Bounding box annotation entries:
"""

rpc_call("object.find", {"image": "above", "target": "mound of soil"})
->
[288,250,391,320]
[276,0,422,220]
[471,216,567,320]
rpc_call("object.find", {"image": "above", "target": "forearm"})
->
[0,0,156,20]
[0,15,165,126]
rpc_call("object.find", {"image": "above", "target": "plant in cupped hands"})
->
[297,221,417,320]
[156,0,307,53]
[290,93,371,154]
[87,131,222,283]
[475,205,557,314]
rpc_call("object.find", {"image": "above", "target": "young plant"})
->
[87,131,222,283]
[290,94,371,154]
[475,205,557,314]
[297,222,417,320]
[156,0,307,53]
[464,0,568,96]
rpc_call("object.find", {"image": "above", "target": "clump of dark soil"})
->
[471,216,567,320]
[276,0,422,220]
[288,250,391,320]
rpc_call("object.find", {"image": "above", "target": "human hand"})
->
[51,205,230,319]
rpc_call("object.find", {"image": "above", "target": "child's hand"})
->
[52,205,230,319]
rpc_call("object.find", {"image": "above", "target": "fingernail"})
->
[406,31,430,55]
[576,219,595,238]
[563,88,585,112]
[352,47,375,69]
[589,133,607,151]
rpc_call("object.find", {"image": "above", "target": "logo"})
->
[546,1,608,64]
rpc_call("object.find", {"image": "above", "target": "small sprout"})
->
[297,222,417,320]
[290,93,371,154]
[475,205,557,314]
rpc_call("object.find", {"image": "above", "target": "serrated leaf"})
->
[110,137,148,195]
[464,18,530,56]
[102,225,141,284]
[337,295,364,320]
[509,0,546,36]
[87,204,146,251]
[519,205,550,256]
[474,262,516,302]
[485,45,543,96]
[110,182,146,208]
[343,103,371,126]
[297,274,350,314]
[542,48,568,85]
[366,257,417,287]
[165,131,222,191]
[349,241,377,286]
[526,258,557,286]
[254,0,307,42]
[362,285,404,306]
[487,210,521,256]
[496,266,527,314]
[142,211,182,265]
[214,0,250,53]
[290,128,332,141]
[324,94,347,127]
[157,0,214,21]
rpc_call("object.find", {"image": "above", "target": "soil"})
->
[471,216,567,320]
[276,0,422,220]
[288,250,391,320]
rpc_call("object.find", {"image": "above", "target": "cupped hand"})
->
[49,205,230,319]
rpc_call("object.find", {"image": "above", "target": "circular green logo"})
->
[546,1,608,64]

"""

**Work to complete**
Count the lines in the records above that contain the string "cupped", and give only the number.

**Task result**
2